Job
Write out all the entries word for word and omit any pictures.

Data for processing
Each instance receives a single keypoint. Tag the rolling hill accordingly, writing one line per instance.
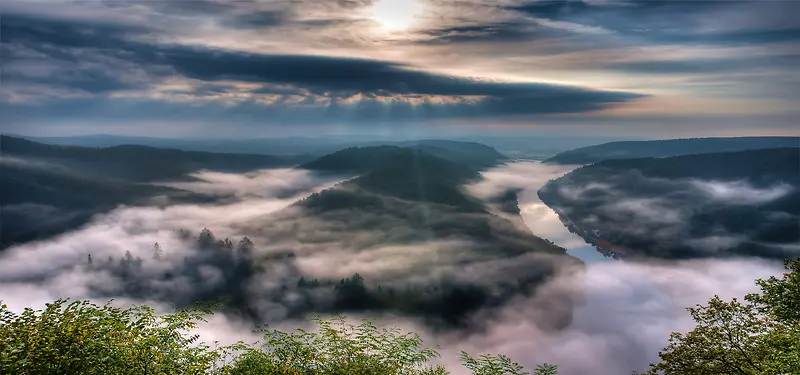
(47, 189)
(668, 148)
(744, 203)
(407, 198)
(137, 163)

Exercise result
Each instance receives a single keypoint. Tag the rolling hill accordingly, writing one line per instance.
(47, 189)
(668, 148)
(744, 203)
(407, 198)
(137, 163)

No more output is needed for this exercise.